DIRECTION: Copy out all of the records, swapping "SQL-ish query" for "detection query" wherever it occurs and changing nothing else. Leave the pictures out of your answer.

Box labels for photos:
* * * * * * *

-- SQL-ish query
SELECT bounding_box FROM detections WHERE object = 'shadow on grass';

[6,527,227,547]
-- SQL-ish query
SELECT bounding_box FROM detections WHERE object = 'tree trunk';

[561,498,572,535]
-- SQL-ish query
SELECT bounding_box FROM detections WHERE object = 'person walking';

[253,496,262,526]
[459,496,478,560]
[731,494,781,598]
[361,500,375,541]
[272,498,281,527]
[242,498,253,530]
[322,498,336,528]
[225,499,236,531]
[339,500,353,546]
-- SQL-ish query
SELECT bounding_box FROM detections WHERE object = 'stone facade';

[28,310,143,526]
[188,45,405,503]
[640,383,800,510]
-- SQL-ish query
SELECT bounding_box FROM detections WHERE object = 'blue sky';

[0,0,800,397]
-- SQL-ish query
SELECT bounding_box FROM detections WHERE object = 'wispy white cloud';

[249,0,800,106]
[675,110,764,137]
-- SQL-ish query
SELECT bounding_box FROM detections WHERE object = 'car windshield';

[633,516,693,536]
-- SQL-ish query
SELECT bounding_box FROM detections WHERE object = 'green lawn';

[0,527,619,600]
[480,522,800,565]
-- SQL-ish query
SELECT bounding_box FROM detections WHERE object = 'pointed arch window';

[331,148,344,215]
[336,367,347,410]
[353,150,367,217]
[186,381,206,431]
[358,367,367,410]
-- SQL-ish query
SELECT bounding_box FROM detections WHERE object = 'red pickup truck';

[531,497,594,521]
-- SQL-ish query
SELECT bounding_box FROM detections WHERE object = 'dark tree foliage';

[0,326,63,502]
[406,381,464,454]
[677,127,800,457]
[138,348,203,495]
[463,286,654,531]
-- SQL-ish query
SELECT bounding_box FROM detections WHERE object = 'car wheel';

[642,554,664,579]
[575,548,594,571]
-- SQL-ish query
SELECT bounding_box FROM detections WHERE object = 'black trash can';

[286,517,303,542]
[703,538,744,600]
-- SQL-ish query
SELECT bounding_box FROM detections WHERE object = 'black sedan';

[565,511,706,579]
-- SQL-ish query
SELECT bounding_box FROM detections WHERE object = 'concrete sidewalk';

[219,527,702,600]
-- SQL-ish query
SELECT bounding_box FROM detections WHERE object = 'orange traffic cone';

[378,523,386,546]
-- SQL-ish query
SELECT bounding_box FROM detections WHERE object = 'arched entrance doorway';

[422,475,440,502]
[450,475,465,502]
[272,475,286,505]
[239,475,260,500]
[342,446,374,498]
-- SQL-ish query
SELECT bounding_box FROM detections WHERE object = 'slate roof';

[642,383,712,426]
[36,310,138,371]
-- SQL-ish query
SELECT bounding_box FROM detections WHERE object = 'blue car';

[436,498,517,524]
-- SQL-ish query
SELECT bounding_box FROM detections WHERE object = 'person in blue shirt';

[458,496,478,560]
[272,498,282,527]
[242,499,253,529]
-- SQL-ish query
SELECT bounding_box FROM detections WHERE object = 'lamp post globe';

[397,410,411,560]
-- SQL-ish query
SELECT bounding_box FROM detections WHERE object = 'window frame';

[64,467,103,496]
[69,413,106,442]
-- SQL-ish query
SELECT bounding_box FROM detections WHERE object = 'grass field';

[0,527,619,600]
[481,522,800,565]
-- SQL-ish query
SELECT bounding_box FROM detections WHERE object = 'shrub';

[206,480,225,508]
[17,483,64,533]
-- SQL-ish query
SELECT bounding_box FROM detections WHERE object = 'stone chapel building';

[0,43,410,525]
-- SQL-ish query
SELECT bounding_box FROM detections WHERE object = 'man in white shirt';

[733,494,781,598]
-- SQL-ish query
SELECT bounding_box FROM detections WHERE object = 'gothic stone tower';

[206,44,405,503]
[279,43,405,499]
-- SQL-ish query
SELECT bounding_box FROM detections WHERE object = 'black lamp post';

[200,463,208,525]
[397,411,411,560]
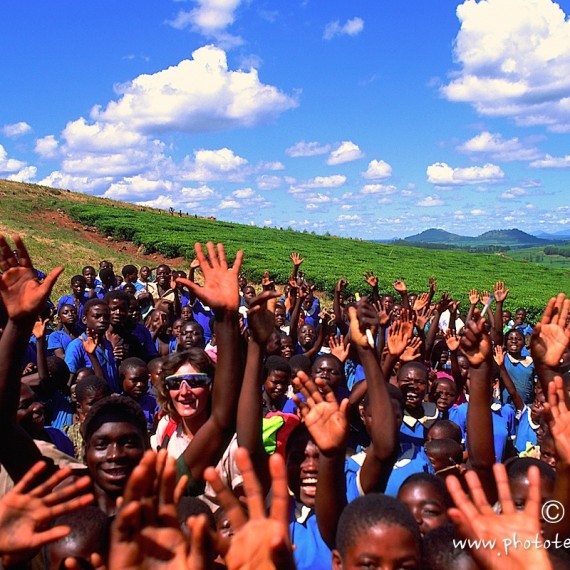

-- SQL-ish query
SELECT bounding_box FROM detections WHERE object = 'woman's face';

[168,363,210,419]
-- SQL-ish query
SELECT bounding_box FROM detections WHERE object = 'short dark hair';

[263,355,291,378]
[83,299,109,315]
[428,420,463,443]
[119,356,148,380]
[82,394,150,448]
[336,493,421,558]
[154,348,215,420]
[75,374,111,402]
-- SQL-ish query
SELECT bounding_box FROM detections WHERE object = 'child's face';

[398,368,427,409]
[434,380,457,412]
[109,299,129,325]
[179,322,204,349]
[299,325,316,348]
[506,331,524,354]
[59,305,77,325]
[123,366,149,400]
[287,438,319,507]
[281,336,293,360]
[71,279,86,297]
[172,319,182,338]
[83,304,111,334]
[398,482,448,536]
[312,357,342,390]
[263,370,291,401]
[77,390,105,422]
[332,523,420,570]
[83,267,95,287]
[275,307,285,327]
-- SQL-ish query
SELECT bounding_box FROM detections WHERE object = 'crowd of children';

[0,236,570,570]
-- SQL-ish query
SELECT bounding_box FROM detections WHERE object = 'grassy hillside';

[0,181,570,320]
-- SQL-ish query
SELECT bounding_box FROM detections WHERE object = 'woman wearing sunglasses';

[151,243,242,495]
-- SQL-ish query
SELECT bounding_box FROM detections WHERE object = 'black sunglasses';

[164,372,212,390]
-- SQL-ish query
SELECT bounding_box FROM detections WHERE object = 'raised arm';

[350,299,398,493]
[177,242,243,481]
[237,291,279,492]
[0,235,63,482]
[293,372,348,548]
[530,293,570,394]
[461,310,497,504]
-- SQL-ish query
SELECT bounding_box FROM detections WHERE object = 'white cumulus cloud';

[416,196,444,208]
[442,0,570,132]
[457,131,541,161]
[323,17,364,40]
[0,121,32,138]
[362,160,392,180]
[426,162,505,186]
[285,141,331,158]
[327,141,364,166]
[530,154,570,168]
[91,45,298,133]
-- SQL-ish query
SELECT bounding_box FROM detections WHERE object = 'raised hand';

[493,345,505,366]
[544,376,570,467]
[387,319,414,358]
[79,334,98,354]
[392,279,408,294]
[0,462,93,554]
[329,335,350,362]
[400,336,422,362]
[493,281,510,303]
[372,301,390,327]
[335,279,348,293]
[289,252,305,267]
[109,450,189,570]
[446,463,552,570]
[445,329,459,352]
[247,291,279,345]
[416,306,433,331]
[412,293,429,311]
[261,271,275,291]
[364,271,378,289]
[32,319,49,340]
[0,235,63,321]
[469,289,479,306]
[204,448,295,570]
[348,297,378,348]
[176,242,243,312]
[530,293,570,369]
[293,371,348,454]
[459,309,493,368]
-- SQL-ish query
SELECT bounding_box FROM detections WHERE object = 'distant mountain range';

[400,228,570,248]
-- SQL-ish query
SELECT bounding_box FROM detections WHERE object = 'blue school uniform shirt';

[131,323,158,361]
[400,402,439,446]
[345,443,434,500]
[502,354,536,406]
[450,401,516,463]
[515,406,540,453]
[289,458,363,570]
[65,333,121,394]
[192,299,214,344]
[57,293,89,323]
[47,329,73,356]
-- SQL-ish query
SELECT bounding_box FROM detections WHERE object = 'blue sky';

[0,0,570,239]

* * * * * * *

OUTPUT OF THE TASK:
-- detection query
SELECT bounding_box FROM detections WHERE object = 'shadow on grass';

[6,527,227,547]
-- detection query
SELECT bounding_box FROM detections WHERE object = 'tree trunk';

[561,498,572,535]
-- detection query
SELECT bounding_box FROM detections WHERE object = 'person walking';

[253,496,262,526]
[459,496,478,560]
[731,494,781,598]
[361,500,375,541]
[272,498,281,527]
[242,498,253,530]
[322,498,336,528]
[225,499,236,531]
[339,500,353,546]
-- detection query
SELECT bounding_box FROM detections WHERE object = 'stone facade';

[28,310,143,526]
[188,45,405,503]
[640,383,800,510]
-- detection query
SELECT bounding_box FROM detections WHERE object = 'blue sky';

[0,0,800,397]
-- detection query
SELECT bounding_box FROM detections WHERE object = 'wispy white cloud';

[249,0,800,106]
[675,110,764,137]
-- detection query
SELECT bounding_box FROM detections WHERE object = 'car windshield';

[633,516,693,536]
-- detection query
SELECT bounding_box FROM detections WHERE object = 'green lawn';

[0,527,619,600]
[480,522,800,565]
-- detection query
SELECT bounding_box FROM detections WHERE object = 'pointed arch window';

[331,148,344,215]
[336,367,347,410]
[353,150,367,217]
[186,381,206,431]
[358,367,367,410]
-- detection query
SELECT bounding_box FROM detections WHERE object = 'red pickup truck';

[531,497,594,521]
-- detection query
SELECT bounding_box FROM detections WHERE object = 'dark tree foliage';

[0,326,63,502]
[406,381,464,454]
[677,127,800,457]
[138,348,203,495]
[463,286,654,531]
-- detection query
SELECT bounding_box FROM detections WHERE object = 'car wheel';

[642,554,664,579]
[575,548,594,571]
-- detection query
SELECT bounding_box FROM detections WHERE object = 'black trash can';

[286,517,303,542]
[703,538,744,600]
-- detection query
SELECT bounding_box FROM detections WHERE object = 'black sedan';

[565,511,706,579]
-- detection query
SELECT bounding_box FROM detections WHERE object = 'concrete sidewalk';

[219,527,702,600]
-- detection query
SELECT bounding_box FROM detections WHERE object = 'orange traffic cone';

[378,523,386,546]
-- detection query
SELECT bounding_box FROM detections WHERE object = 'arched entrance doorway';

[422,475,440,502]
[450,475,465,502]
[272,475,286,505]
[239,475,260,500]
[342,446,374,498]
-- detection query
SELECT bounding_box FROM detections WHERE object = 'slate roof';

[642,383,712,426]
[36,310,138,371]
-- detection query
SELECT bounding_box FROM detections WHERE object = 'blue car';

[436,498,517,524]
-- detection query
SELECT bounding_box FROM detections WHERE object = 'person in blue shirt';

[458,496,478,560]
[272,498,282,527]
[242,499,253,529]
-- detection query
SELECT bounding_box FROM detections WHERE object = 'lamp post globe';

[397,410,411,560]
-- detection query
SELECT bounding_box FROM detections WHERE object = 'window frame';

[64,467,103,496]
[69,413,106,442]
-- detection query
SELECT bounding_box FROM detections WHERE object = 'grass field';

[0,527,619,600]
[481,522,800,565]
-- detection query
SELECT bounding_box FROM detections WHERE object = 'shrub';

[206,480,225,508]
[17,483,64,533]
-- detection query
SELECT bounding_box FROM detections WHERE object = 'stone chapel building';

[0,43,410,525]
-- detection query
SELECT bounding_box FROM detections WHERE object = 'man in white shirt';

[733,494,781,598]
-- detection query
SELECT bounding_box FROM detections WHERE object = 'gothic stone tower';

[206,44,405,503]
[279,43,405,499]
-- detection query
SELECT bounding_box FROM detections WHERE object = 'black lamp post';

[200,463,208,525]
[397,411,411,560]

-- detection query
SELECT bounding_box FROM detections WHERE object = 'woman's face';

[168,363,210,419]
-- detection query
SELECT bounding_box FROM detections WHERE object = 'short dark hair';

[263,355,291,378]
[83,299,109,315]
[428,420,463,443]
[119,356,148,380]
[82,394,150,448]
[336,493,421,558]
[154,348,215,420]
[75,374,111,402]
-- detection query
SELECT bounding_box FROM detections WHERE object = 'child's face';

[398,368,427,409]
[434,380,457,412]
[109,299,129,325]
[179,322,204,349]
[299,325,316,348]
[506,331,524,354]
[59,305,77,325]
[123,366,149,400]
[287,438,319,507]
[281,336,293,360]
[71,279,86,297]
[172,319,182,338]
[83,304,111,334]
[398,482,448,536]
[312,357,342,390]
[263,370,291,401]
[77,390,105,422]
[332,523,420,570]
[83,267,95,287]
[275,307,285,327]
-- detection query
SELECT bounding_box FROM detections WHERE object = 'crowd of children';

[0,236,570,570]
-- detection query
SELECT bounding_box FROM detections WHERE object = 'grassy hillside';

[0,181,570,320]
-- detection query
SELECT bounding_box FROM detections WHERE object = 'woman wearing sunglasses';

[151,243,242,495]
-- detection query
SELECT bounding_box FROM detections WHERE object = 'black sunglasses';

[164,372,212,390]
-- detection query
SELECT bounding_box FROM detections WHERE object = 'raised arm';

[350,299,398,493]
[177,242,243,481]
[237,291,279,492]
[0,235,63,482]
[293,372,348,548]
[530,293,570,394]
[461,310,497,504]
-- detection query
SELECT bounding_box FROM detections WHERE object = 'white cumulus cloud';

[416,196,444,208]
[442,0,570,132]
[457,131,541,161]
[323,17,364,40]
[0,121,32,138]
[362,160,392,180]
[426,162,505,186]
[285,141,331,158]
[327,141,364,166]
[530,154,570,168]
[91,45,298,133]
-- detection query
SELECT bounding_box FROM detections WHERE object = 'raised hand';

[493,345,505,366]
[544,376,570,467]
[387,319,414,358]
[79,334,98,354]
[392,279,408,294]
[0,462,93,554]
[329,335,350,362]
[400,336,422,362]
[493,281,510,303]
[372,301,390,327]
[335,279,348,293]
[289,252,305,267]
[109,450,189,570]
[446,463,552,570]
[445,329,459,352]
[247,291,279,345]
[416,306,433,331]
[412,293,429,311]
[261,271,275,291]
[364,271,378,289]
[32,319,49,340]
[0,235,63,321]
[469,289,479,306]
[204,448,295,570]
[348,297,378,348]
[176,242,243,312]
[530,293,570,369]
[293,371,348,454]
[459,309,493,368]
-- detection query
SELECT bounding_box FROM detections WHERE object = 'distant mountain range';

[400,228,570,248]
-- detection query
SELECT bounding_box FROM detections WHERE object = 'blue school uniform shirt';

[131,323,158,361]
[400,402,439,446]
[345,443,434,500]
[502,354,536,406]
[450,401,516,463]
[515,406,540,453]
[289,458,363,570]
[65,333,121,394]
[192,299,214,344]
[57,293,89,323]
[47,329,73,356]
-- detection query
SELECT bounding_box FROM detections WHERE object = 'blue sky';

[0,0,570,239]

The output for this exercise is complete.